▶ [Directive]
Render every one of the entries below as a numbered list, one line per item, and leave out any blank lines.

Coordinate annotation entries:
——————

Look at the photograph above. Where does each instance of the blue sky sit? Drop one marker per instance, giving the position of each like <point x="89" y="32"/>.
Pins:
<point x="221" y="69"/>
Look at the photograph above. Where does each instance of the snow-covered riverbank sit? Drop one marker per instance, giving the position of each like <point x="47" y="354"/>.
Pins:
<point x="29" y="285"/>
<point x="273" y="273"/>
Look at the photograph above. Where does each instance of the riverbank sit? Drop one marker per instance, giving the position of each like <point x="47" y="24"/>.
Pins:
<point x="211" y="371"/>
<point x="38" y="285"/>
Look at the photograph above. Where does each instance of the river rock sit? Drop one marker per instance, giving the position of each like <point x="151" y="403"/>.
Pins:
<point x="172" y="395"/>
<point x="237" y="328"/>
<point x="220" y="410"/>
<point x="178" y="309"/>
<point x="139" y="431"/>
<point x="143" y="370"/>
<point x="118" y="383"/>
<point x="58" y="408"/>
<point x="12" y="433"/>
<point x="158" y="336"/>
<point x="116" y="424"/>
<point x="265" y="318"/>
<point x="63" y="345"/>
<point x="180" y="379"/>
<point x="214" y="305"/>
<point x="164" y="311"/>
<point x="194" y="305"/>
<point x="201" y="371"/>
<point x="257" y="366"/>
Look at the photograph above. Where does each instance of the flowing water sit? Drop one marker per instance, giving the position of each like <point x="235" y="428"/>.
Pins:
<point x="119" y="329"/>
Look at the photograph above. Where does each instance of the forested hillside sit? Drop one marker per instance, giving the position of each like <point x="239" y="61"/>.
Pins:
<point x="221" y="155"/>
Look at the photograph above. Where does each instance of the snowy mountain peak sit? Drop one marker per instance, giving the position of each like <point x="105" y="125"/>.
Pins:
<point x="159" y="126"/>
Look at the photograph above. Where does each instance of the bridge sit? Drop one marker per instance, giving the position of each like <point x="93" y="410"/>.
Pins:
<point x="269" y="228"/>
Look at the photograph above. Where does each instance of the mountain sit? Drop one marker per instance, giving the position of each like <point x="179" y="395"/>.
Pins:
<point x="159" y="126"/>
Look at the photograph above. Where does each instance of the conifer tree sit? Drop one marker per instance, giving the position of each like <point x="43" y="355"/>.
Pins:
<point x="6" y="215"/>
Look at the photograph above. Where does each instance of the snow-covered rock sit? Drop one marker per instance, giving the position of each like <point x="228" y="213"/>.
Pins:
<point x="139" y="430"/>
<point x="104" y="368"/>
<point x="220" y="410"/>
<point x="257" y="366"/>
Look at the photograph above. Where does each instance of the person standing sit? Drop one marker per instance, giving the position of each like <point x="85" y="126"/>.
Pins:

——————

▶ [Solution for this task]
1. Look at the photograph above. Where does each instance of the blue sky sit? Drop one marker per instance, giving the position of each like <point x="89" y="32"/>.
2. Pins:
3. <point x="221" y="69"/>
4. Look at the photograph above. Where does each instance of the snow-covered riverbank sit? Drop one marker per instance, giving the position of each like <point x="47" y="354"/>.
5. Pins:
6. <point x="29" y="285"/>
7. <point x="273" y="273"/>
8. Look at the photograph above. Where does each instance of the riverbank sit? Drop one marker per instance, giving the position of each like <point x="47" y="24"/>.
9. Pins:
10. <point x="211" y="371"/>
11. <point x="38" y="285"/>
12. Look at the photograph above. Where does each instance of the river rock sit? Drop one marker per instance, giving the position of each like <point x="151" y="403"/>.
13. Pins:
14. <point x="172" y="395"/>
15. <point x="237" y="328"/>
16. <point x="220" y="410"/>
17. <point x="178" y="309"/>
18. <point x="139" y="431"/>
19. <point x="143" y="370"/>
20. <point x="118" y="383"/>
21. <point x="58" y="408"/>
22. <point x="12" y="433"/>
23. <point x="158" y="336"/>
24. <point x="116" y="424"/>
25. <point x="265" y="318"/>
26. <point x="63" y="345"/>
27. <point x="180" y="379"/>
28. <point x="214" y="305"/>
29. <point x="164" y="311"/>
30. <point x="194" y="305"/>
31. <point x="201" y="371"/>
32. <point x="257" y="366"/>
33. Look at the photograph above. Where does each instance of the flowing water sit? Drop one marker per instance, giving the position of each like <point x="235" y="428"/>.
34. Pins:
35. <point x="119" y="329"/>
36. Look at the photograph above. Where does each instance of the forested hillside sit? Drop one marker per instance, giving the position of each like <point x="239" y="61"/>.
37. Pins:
38. <point x="221" y="155"/>
39. Look at the photograph above. Where does each instance of the snowy mountain peak sit? Drop one marker per instance, giving the position of each like <point x="105" y="125"/>.
40. Pins:
41. <point x="159" y="126"/>
42. Look at the photograph above. Where does each instance of the bridge sit? Drop one marker per instance, giving the position of each like <point x="93" y="410"/>.
43. Pins:
44. <point x="269" y="228"/>
45. Look at the photograph above. Where does each instance of the mountain sit? Drop one marker per instance, giving the position of each like <point x="179" y="395"/>.
46. Pins:
47. <point x="159" y="126"/>
48. Look at the photograph above. Where does each instance of the conifer tree sit? Drop one marker per instance, giving the position of each like <point x="43" y="355"/>.
49. Pins:
50. <point x="6" y="215"/>
51. Look at the photograph above. Where does each instance of the snow-covered rock sit? Drop one marker per instance, giving the position of each like <point x="228" y="213"/>.
52. Pins:
53. <point x="139" y="430"/>
54. <point x="104" y="368"/>
55. <point x="220" y="410"/>
56. <point x="257" y="366"/>
57. Look at the photograph above. Where does each instance of the person standing sit? Drop one marker per instance, giving the position of each like <point x="85" y="126"/>.
58. Pins:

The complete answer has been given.